• ARTICLE:
Hi experts,
I had a pleasure time reading the whole thread. Thanks, folks !
Honestly, I also (a bit like Saku) feel that Alexandre's case is more about
throwing the *unneeded* complexity away than about BGP vs. LDP.
The whole story of Kompella-style signaling for L2VPN and VPLS is
auto-discovery in a multi-point VPN service case.
But yes, there is the whole bunch of reasons why multi-point L2 VPN sucks,
and when bridged it sucks 10x more. So if you can throw it away, just throw
it away and you won't need to discuss how to signal it and auto-discover
remote sites.
And yes, as pseudo-wire data plane is way simpler than VPLS, depending on
your access network design, you can [try to] extend it end-to-end, all the
way to the access switch and [maybe, if you are lucky] dramatically
simplify your NOC's life.
However p2p pseudo-wire service is a kind of rare thing these days. There
are [quite a lot of] those poor folks who were never asked whether bridged
L2 VPN (aka VPLS) is needed in the network, they operate. They have no much
choice.
BGP signaling is the coolest part of the VPLS hell (some minimal magic is
required though). In general I agree with the idea that iBGP stability is
all about making the underlaying stuff simple and clean (IGP, BFD, Loss of
Light, whatever). Who said "policies"? For VPLS BGP signaling? Please don't.
And yes, switching frames between fancy full-feature PEs is just half of
the game. The autodiscovery beauty breaks when the frames say bye bye to
the MPLS backbone and meet the ugly access layer. Now you need to switch it
down to the end-point and this often ends up in old good^W VLAN
provisioning. But it's not about BGP, it's about VPLS. Or rather about
those brave folks, who build their services relying on all these
ethernet-on-steroid things.
--
Kind regards,
Pavel
On Sun, Jul 8, 2018 at 10:57 PM, <***@netconsultings.com> wrote:
> > From: James Bensley [mailto:***@gmail.com]
> > Sent: Friday, July 06, 2018 2:04 PM
> >
> >
> >
> > On 5 July 2018 09:56:40 BST, ***@netconsultings.com wrote:
> > >> Of James Bensley
> > >> Sent: Thursday, July 05, 2018 9:15 AM
> > >>
> > >> - 100% rFLA coverage: TI-LA covers the "black spots" we currently
> > >have.
> > >>
> > >Yeah that's an interesting use case you mentioned, that I haven't
> > >considered, that is no TE need but FRR need.
> > >But I guess if it was business critical to get those blind spots
> > >FRR-protected then you would have done something about it already
> > >right?

• SOURCE DATA:

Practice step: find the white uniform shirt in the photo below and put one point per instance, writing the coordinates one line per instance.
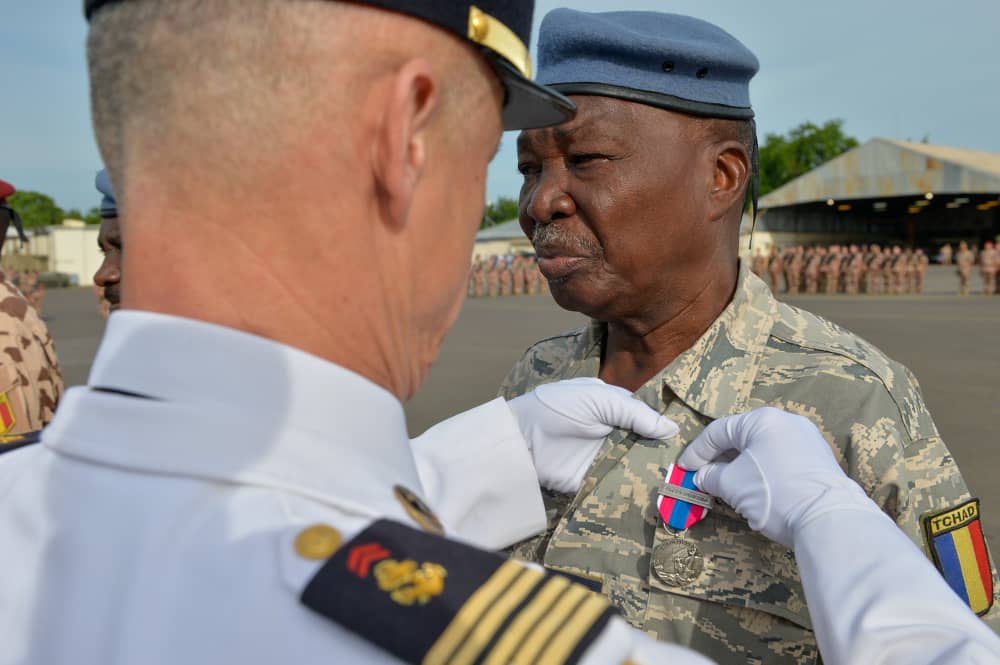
(155, 522)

• PROBLEM TO SOLVE:
Answer these from the email:
(a) What does the email say the whole story of Kompella-style signaling for L2VPN and VPLS is?
(b) How much worse does multi-point L2 VPN become when bridged?
(c) Which service does the email call a rare thing these days?
The data is separate material and has no connection to the email.

• FULL RESPONSE:
(a) Auto-discovery in a multi-point VPN service case.
(b) 10x worse.
(c) P2p pseudo-wire service.